▸ Problem statement
Would you write out the entries below word for word, omitting the pictures?

--------------------------------------------------

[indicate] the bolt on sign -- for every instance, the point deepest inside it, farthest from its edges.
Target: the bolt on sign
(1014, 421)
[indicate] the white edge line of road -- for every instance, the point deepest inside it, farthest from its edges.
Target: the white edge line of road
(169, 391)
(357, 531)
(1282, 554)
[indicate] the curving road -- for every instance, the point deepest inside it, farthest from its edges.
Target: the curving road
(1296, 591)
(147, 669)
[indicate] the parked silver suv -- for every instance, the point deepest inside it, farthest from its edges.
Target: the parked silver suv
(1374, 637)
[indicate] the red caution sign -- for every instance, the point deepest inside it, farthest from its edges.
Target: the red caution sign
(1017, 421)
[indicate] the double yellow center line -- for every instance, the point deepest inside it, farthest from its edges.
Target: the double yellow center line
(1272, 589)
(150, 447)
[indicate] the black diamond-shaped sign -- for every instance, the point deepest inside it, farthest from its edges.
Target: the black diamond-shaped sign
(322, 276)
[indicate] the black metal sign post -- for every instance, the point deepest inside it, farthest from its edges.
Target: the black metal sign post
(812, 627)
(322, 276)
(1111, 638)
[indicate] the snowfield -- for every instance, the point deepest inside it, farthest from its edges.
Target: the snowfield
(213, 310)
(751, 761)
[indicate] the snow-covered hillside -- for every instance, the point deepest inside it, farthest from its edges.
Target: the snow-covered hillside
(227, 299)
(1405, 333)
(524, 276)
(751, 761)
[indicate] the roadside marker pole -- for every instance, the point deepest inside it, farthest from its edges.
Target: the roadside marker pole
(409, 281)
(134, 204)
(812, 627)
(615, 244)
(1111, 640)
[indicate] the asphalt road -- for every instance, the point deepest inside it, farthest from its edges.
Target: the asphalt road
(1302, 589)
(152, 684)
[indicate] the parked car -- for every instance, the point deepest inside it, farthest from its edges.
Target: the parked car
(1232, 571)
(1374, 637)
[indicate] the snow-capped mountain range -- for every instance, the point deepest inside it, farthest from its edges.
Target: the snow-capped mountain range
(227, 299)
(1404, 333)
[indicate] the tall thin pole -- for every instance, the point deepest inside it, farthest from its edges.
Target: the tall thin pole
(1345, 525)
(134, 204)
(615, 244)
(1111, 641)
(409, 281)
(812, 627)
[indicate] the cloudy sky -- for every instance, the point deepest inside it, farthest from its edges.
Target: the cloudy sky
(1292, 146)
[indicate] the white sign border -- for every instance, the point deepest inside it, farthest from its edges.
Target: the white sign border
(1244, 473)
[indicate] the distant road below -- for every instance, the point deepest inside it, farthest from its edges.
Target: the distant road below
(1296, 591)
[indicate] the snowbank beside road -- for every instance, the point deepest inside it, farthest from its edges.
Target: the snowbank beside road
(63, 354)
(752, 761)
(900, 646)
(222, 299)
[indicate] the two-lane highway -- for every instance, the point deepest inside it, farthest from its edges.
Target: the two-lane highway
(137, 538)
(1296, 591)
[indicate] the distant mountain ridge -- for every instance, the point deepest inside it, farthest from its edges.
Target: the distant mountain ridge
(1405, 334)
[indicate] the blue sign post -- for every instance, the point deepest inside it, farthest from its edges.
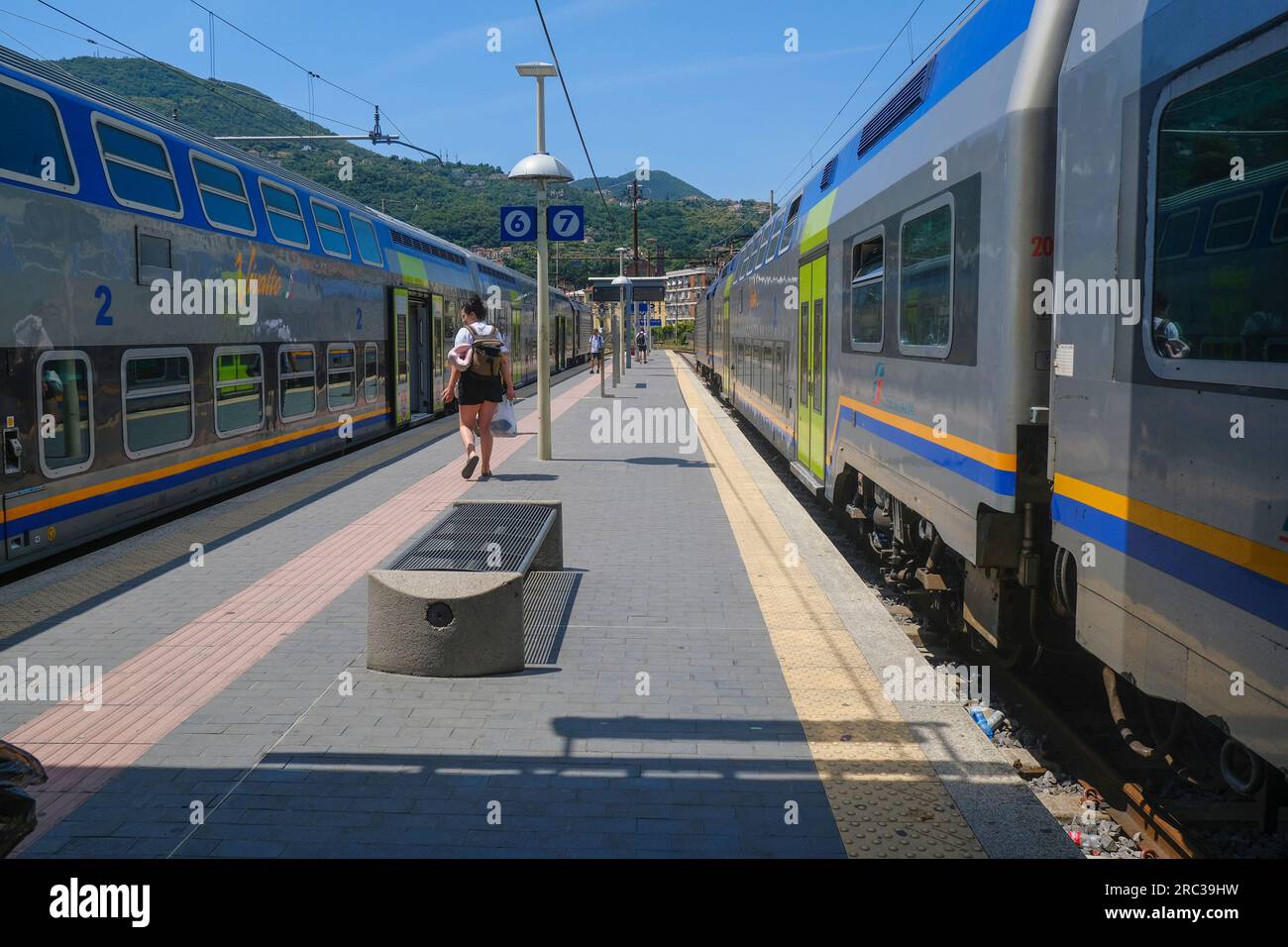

--------------------------------------------------

▸ Task answer
[indicate] the bolt on sign -- for every instance, the point deepest inside it, farthest from its edges.
Target: the bolt on sign
(1014, 421)
[indicate] the white edge line of road -- for every instance, the point deepest inside it, farthest from its edges.
Target: the white edge line of road
(169, 391)
(357, 531)
(1282, 554)
[indicate] the curving road -- for every instance, the point deepest inside it, farthest from its edges.
Target: the curving road
(1296, 591)
(147, 669)
[indicate] the parked silver suv -- for every instance, the point deepest inside it, farthest from its edges.
Target: the parked silver suv
(1374, 637)
[indicate] the red caution sign -- for every instance, the point deepest inside it, farthest from its edges.
Target: the red caution sign
(1017, 421)
[indicate] the double yellow center line -- for every instance, the point deepest inside it, farthest from its edges.
Target: the double yellow center line
(1272, 589)
(150, 447)
[indicate] the black diamond-shaped sign -- for every instance, the point deepest inside it, farthest from its edges.
Target: the black diamond-shaped sign
(322, 276)
[indicate] the black metal sign post -- for every instance, the point deepest inside it, farthest from its edges.
Target: the black metal sign post
(812, 627)
(322, 276)
(1111, 638)
[indicate] the snowfield -- for every instance, the point deepest inside it, farthest from its edges.
Target: the snowfield
(213, 310)
(751, 761)
[indicate] the snow-covered hillside -- for every instance, the point deepest inside it, farthest from its edges.
Target: the snow-covered hillside
(227, 299)
(1405, 333)
(524, 276)
(751, 761)
[indicate] the roadside marker pole -- for every instance, the point deepest inside it, farthest from its edges.
Target: the roadside marker pole
(409, 281)
(134, 204)
(812, 627)
(615, 244)
(1111, 640)
[indicate] the asphalt road -- for every instance, the point deepest inside it, farthest from its edges.
Target: the asphalt road
(1302, 589)
(152, 684)
[indicate] the parked car -- for every instance, the point deepest inside it, farthest from its edges.
Target: the parked car
(1232, 571)
(1374, 637)
[indicate] the snow-capped mountain range -- for every instance, the point deepest inside it, farthest from its edges.
Target: the snow-capped mountain range
(227, 299)
(1404, 333)
[indicate] the tall thin pole -- for every instance, the point deepest inside it, farthest from its edges.
Target: the tall thin pole
(1345, 525)
(134, 204)
(615, 244)
(1111, 641)
(409, 281)
(812, 627)
[indicate] the cloudy sky -- for every instance, the point deepest inside it, farthest from its edges.
Target: the cloudy sky
(1292, 146)
[indicate] the white sign border -- for every instance, the point deepest inside it, farthest from its edges.
Target: the white sign border
(1244, 473)
[indicate] the distant road below -- for every instance, the point deepest inside it, farthest from its edges.
Target: the distant road below
(1296, 591)
[indicate] the snowbank beside road -- for every instance, the point deepest inside it, farthest from its edges.
Target: the snowbank beside road
(63, 354)
(752, 761)
(900, 646)
(222, 299)
[indicate] the two-lane highway -- for every instance, the point deepest inside it, farthest from its edges.
Target: the two-lane highway
(137, 538)
(1296, 591)
[indicate] the distant mountain ridge -- for every instance, the point deepest inside it, farthest from its edges.
Target: the distant mountain ridge
(1405, 334)
[indicate] the blue sign post -- for every instance, the point deepest inside it, farthest from its edges.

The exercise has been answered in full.